What is expected » With the line containing "Task: locate white" as the starting point, output the remaining lines of the data exactly as they are, through the last.

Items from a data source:
↓

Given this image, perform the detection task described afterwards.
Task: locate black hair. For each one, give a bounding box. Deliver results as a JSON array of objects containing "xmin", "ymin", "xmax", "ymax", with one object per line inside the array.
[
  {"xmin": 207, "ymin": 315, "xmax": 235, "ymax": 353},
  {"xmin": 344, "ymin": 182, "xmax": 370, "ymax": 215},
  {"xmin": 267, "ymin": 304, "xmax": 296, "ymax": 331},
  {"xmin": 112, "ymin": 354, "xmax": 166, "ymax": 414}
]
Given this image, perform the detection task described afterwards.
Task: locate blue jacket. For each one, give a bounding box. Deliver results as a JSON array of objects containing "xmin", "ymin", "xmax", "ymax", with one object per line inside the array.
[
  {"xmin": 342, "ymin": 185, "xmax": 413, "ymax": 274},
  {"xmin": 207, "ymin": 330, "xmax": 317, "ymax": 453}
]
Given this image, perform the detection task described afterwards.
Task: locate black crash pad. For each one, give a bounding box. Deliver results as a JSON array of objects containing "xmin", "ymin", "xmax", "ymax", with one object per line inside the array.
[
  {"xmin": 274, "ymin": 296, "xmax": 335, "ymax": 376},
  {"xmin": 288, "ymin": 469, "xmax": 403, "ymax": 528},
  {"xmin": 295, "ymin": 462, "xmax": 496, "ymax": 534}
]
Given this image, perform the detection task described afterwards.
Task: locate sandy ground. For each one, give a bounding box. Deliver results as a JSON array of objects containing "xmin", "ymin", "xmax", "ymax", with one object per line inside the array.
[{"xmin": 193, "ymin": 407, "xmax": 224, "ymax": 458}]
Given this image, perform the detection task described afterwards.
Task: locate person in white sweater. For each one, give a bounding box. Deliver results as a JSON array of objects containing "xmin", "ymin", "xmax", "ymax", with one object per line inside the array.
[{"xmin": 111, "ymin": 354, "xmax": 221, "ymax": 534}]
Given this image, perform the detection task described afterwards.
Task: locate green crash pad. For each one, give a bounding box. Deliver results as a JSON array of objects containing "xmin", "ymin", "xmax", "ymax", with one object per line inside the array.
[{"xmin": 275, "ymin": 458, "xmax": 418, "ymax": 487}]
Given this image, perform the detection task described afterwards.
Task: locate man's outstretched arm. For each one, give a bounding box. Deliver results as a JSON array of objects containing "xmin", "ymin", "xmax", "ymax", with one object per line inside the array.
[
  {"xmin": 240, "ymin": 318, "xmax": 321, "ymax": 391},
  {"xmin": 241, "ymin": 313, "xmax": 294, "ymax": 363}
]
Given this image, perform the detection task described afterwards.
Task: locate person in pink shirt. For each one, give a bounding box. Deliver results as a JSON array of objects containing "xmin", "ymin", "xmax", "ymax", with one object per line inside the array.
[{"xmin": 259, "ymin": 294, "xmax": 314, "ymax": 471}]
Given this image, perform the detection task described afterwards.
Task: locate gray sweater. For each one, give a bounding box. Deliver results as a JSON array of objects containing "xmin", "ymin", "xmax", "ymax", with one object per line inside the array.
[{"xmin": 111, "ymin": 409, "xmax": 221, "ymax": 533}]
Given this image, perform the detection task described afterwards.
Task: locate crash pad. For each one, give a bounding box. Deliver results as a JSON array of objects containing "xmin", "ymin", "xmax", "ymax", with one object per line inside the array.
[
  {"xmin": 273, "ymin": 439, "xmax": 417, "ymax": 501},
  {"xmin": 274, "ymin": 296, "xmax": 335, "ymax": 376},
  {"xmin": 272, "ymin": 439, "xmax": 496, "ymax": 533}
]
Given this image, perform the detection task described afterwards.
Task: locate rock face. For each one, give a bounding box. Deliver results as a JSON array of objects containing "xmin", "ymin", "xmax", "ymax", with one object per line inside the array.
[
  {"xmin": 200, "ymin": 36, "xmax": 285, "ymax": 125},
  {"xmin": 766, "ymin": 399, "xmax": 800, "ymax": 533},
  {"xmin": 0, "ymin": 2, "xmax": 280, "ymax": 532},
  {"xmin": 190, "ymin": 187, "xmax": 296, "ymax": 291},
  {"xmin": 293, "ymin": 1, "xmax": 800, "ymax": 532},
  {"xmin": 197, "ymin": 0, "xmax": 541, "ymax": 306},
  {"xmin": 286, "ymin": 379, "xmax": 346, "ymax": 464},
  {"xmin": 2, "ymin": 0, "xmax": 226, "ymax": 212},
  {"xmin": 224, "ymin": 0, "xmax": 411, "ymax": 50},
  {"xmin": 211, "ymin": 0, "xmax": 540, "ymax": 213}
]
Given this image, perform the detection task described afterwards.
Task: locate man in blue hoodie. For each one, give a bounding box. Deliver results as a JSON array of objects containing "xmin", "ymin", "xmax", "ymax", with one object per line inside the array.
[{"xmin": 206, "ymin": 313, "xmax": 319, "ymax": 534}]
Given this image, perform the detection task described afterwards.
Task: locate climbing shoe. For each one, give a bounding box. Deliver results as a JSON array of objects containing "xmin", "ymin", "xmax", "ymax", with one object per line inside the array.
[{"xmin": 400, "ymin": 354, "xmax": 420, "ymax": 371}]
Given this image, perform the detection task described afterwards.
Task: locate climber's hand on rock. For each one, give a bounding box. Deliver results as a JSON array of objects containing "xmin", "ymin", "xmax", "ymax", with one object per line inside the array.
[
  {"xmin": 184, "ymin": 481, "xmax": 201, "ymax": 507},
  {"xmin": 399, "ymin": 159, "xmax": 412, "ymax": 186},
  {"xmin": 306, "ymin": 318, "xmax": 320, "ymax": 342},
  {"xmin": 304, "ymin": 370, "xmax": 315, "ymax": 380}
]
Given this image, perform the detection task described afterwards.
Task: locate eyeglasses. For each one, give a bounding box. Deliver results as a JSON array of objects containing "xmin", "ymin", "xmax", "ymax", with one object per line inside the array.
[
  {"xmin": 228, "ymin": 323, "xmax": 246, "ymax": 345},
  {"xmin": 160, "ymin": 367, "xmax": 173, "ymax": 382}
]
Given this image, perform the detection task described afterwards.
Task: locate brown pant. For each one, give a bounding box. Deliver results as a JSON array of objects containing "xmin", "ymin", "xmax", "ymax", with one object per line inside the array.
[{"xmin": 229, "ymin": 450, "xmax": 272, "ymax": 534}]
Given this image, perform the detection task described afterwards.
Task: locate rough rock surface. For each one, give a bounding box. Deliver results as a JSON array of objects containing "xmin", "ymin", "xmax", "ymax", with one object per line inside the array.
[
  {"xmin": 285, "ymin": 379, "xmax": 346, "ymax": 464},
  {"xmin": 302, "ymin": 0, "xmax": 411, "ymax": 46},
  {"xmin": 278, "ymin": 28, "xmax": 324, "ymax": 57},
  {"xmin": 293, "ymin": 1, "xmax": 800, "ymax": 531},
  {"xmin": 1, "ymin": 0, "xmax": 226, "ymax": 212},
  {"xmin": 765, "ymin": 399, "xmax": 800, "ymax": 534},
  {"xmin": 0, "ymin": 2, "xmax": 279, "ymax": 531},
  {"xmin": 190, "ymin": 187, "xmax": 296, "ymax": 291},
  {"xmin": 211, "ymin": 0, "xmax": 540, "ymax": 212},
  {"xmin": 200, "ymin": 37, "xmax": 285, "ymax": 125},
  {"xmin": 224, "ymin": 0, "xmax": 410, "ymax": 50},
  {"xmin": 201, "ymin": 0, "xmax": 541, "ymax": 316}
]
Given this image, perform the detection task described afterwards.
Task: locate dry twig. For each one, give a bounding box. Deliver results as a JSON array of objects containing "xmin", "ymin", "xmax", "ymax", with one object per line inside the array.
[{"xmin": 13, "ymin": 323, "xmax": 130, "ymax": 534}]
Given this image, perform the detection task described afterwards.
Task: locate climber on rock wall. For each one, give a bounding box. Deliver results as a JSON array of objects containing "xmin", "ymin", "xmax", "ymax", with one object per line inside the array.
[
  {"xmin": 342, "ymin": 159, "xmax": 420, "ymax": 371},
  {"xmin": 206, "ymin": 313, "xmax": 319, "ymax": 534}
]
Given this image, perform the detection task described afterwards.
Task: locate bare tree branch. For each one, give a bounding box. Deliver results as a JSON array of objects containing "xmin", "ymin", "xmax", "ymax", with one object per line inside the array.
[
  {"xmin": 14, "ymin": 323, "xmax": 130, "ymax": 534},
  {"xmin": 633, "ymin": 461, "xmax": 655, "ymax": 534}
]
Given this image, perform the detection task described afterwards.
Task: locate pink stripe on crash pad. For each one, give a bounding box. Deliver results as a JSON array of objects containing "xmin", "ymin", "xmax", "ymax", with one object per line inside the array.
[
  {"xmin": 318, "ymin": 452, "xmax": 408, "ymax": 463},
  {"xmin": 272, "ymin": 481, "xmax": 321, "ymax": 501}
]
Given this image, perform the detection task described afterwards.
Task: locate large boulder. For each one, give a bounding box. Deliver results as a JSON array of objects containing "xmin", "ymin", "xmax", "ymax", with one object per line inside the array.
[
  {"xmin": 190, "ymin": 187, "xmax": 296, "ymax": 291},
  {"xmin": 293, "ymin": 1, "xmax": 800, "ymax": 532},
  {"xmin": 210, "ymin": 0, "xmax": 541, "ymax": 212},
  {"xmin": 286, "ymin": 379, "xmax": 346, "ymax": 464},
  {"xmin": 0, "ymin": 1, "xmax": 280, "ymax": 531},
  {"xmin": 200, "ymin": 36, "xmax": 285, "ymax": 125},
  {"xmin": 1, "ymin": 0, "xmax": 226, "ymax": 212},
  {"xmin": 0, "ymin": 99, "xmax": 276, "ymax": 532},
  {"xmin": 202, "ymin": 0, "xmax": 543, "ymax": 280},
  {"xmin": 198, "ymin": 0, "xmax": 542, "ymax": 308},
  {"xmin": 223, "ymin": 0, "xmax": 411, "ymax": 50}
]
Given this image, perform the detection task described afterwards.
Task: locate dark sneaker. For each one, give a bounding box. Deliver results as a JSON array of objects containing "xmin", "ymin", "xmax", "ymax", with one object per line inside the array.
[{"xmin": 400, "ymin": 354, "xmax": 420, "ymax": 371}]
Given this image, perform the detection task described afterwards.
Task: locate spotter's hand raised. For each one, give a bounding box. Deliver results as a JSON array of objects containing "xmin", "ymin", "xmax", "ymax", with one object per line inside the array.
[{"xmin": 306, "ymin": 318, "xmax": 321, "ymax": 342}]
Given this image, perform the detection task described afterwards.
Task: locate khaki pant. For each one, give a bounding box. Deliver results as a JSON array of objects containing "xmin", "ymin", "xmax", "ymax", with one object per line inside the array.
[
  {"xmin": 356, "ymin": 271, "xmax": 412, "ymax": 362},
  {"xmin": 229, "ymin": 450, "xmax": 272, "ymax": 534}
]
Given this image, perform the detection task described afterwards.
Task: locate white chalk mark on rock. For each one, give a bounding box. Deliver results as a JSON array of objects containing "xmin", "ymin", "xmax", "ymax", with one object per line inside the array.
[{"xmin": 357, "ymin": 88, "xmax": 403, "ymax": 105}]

↑

Written solution »
Task: locate white chalk mark on rock. For each one, give a bounding box. Deliver results as a JSON array of objects containing "xmin", "ymin", "xmax", "ymax", with one object per line inside the array.
[{"xmin": 357, "ymin": 88, "xmax": 403, "ymax": 105}]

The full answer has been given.